> _What you are asked to do_
Filter the data below and copy each line that contains the string "fence".

> _Input_
===
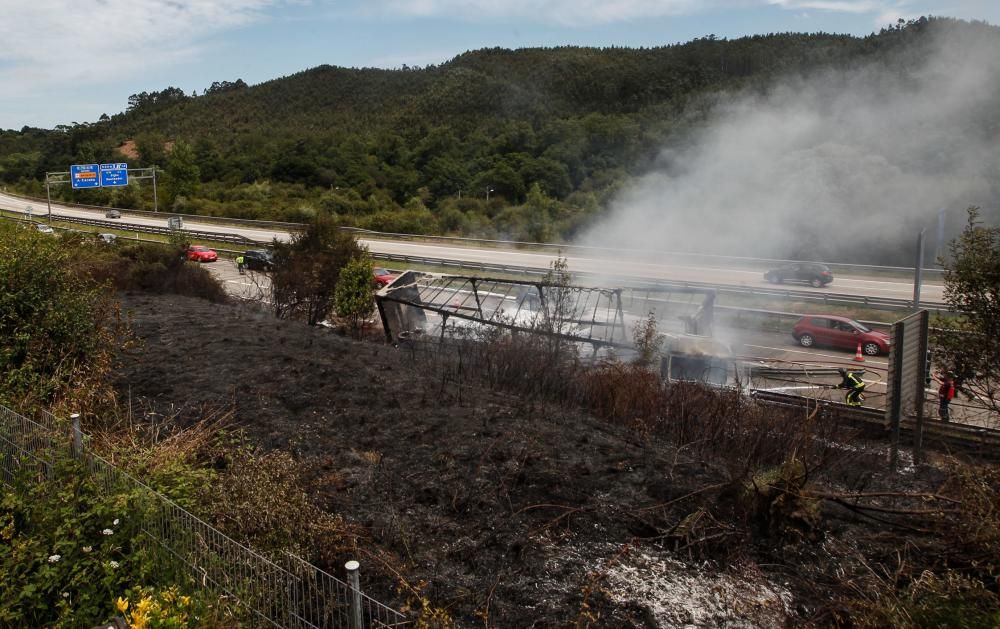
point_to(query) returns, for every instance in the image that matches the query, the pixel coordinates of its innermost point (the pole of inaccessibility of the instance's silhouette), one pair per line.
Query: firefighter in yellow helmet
(854, 385)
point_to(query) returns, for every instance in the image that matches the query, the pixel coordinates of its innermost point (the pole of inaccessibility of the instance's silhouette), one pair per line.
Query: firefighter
(854, 385)
(946, 393)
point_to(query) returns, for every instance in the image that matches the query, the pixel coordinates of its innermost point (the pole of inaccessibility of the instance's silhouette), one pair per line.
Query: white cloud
(57, 42)
(563, 12)
(589, 12)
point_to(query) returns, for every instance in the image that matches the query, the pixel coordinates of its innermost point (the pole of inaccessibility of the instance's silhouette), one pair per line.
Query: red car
(383, 277)
(840, 332)
(197, 253)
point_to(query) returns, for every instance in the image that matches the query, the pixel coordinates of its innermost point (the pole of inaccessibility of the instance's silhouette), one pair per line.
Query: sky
(847, 164)
(70, 61)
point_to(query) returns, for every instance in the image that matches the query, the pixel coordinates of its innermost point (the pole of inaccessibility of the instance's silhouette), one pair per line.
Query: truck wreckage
(441, 306)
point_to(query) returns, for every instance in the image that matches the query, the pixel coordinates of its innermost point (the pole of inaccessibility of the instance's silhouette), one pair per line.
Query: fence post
(77, 436)
(354, 580)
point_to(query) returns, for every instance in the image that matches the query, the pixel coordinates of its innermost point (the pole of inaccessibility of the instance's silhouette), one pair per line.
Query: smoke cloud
(844, 165)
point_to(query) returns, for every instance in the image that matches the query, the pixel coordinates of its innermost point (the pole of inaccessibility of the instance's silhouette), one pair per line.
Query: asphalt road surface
(749, 346)
(616, 268)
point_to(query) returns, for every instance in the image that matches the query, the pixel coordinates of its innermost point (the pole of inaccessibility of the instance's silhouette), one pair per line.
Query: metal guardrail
(709, 259)
(284, 592)
(155, 229)
(222, 220)
(983, 441)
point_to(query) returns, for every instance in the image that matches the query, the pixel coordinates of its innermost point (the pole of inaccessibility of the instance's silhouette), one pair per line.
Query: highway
(775, 349)
(610, 268)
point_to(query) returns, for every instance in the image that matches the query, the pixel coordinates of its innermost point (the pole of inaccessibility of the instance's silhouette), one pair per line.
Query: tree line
(529, 144)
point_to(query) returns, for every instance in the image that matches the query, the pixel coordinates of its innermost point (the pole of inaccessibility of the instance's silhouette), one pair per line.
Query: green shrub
(68, 551)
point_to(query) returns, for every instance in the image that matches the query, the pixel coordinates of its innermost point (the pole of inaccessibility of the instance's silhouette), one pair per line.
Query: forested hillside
(530, 144)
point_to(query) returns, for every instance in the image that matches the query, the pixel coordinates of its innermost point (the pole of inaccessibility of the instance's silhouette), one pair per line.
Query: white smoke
(842, 165)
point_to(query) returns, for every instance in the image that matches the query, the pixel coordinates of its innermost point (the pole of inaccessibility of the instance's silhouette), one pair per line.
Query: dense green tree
(355, 291)
(181, 175)
(971, 347)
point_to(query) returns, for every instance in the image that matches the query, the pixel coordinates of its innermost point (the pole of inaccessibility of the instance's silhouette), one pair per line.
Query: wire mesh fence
(286, 592)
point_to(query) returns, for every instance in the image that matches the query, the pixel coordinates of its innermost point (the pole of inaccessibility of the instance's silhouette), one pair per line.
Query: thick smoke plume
(844, 165)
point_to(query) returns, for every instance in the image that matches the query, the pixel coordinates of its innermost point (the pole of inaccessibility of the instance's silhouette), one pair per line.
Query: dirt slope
(521, 511)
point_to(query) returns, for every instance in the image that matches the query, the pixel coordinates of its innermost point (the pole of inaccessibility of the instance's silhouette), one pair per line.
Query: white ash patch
(679, 595)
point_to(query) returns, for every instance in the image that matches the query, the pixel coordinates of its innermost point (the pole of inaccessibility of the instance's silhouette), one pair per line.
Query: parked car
(383, 277)
(198, 253)
(839, 332)
(258, 260)
(812, 273)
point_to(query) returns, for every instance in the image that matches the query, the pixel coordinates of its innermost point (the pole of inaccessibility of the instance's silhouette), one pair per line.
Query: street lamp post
(918, 267)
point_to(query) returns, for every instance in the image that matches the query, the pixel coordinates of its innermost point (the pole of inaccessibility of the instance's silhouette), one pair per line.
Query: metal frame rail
(827, 298)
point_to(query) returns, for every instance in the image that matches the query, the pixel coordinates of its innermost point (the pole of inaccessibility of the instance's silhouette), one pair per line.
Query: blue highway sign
(114, 174)
(84, 176)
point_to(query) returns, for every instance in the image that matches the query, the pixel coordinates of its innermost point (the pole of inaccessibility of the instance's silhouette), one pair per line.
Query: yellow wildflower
(142, 607)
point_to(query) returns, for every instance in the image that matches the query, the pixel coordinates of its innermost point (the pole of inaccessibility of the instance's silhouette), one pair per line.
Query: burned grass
(513, 490)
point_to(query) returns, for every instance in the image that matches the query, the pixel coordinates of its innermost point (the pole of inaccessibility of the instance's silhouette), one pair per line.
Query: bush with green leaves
(355, 291)
(69, 550)
(304, 281)
(58, 327)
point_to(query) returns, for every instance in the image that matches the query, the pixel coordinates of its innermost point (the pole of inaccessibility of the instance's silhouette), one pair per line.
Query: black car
(258, 260)
(811, 273)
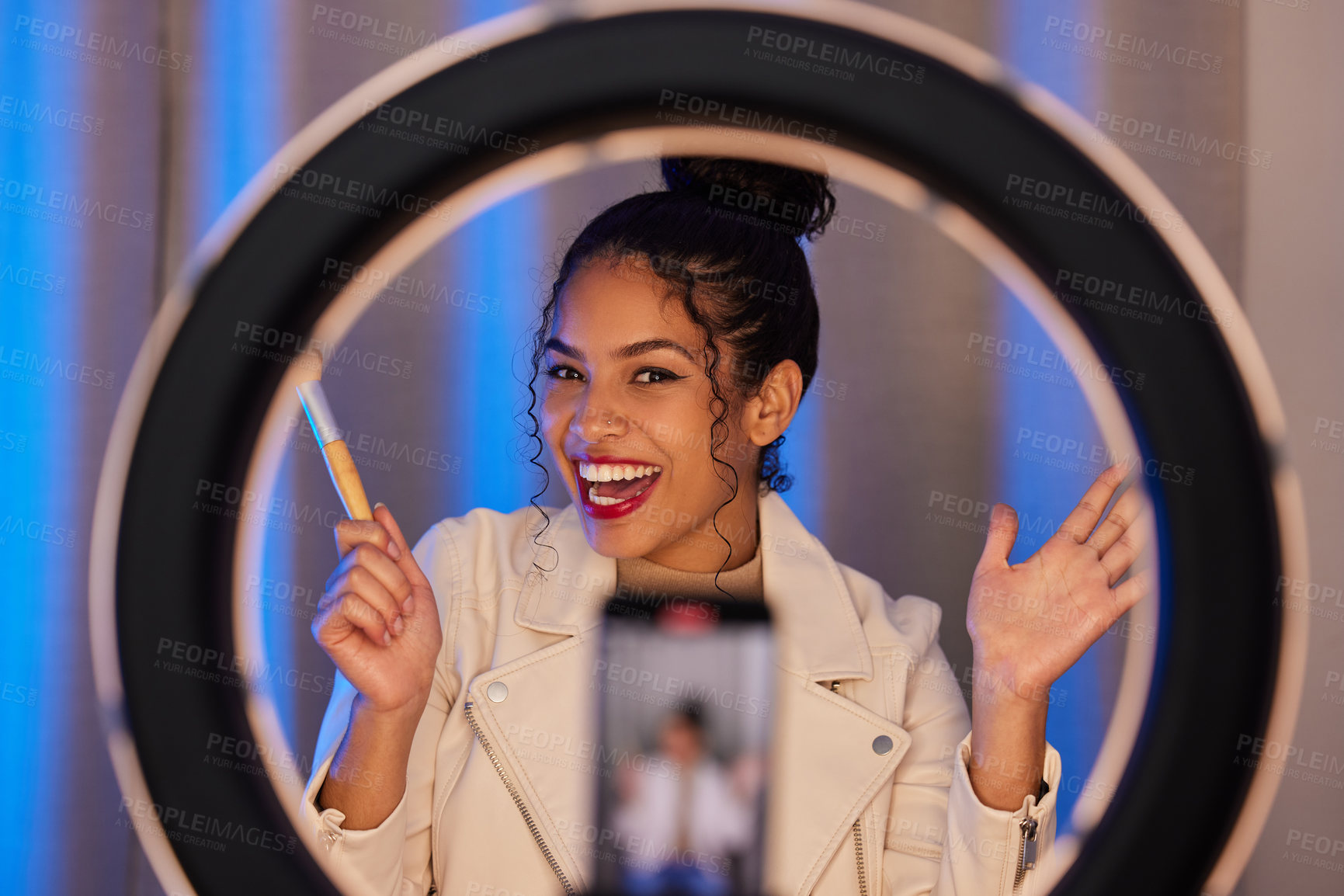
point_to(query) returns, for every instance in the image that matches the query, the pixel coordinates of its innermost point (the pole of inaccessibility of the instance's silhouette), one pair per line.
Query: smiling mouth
(609, 484)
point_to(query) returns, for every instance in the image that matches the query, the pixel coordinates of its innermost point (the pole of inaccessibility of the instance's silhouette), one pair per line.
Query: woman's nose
(592, 422)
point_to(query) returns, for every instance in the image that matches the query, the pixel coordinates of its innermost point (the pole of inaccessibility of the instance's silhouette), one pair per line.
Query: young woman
(674, 351)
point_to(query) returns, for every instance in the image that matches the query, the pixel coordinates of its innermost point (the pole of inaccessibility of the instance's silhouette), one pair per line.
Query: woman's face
(625, 413)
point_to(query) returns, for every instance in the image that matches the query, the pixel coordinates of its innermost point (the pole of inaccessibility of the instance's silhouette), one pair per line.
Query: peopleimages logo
(1125, 43)
(1086, 200)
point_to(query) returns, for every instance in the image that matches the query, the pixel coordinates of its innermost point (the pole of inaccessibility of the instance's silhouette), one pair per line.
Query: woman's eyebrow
(634, 349)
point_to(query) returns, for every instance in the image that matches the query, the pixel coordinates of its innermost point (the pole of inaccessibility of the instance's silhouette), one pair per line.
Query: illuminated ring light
(924, 113)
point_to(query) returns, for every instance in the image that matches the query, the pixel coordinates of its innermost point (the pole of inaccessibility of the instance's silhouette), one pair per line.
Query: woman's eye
(557, 373)
(655, 375)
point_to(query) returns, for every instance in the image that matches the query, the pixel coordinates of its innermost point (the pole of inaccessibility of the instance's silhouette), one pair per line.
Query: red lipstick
(621, 508)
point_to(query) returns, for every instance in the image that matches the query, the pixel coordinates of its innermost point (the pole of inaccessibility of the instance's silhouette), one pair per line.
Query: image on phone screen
(686, 712)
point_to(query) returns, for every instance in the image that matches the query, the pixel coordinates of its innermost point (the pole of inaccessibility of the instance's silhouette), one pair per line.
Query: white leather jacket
(498, 800)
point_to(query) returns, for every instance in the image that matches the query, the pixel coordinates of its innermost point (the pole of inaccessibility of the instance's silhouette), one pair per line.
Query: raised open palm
(1033, 621)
===
> _Right answer_
Query: fence post
Query: wire mesh fence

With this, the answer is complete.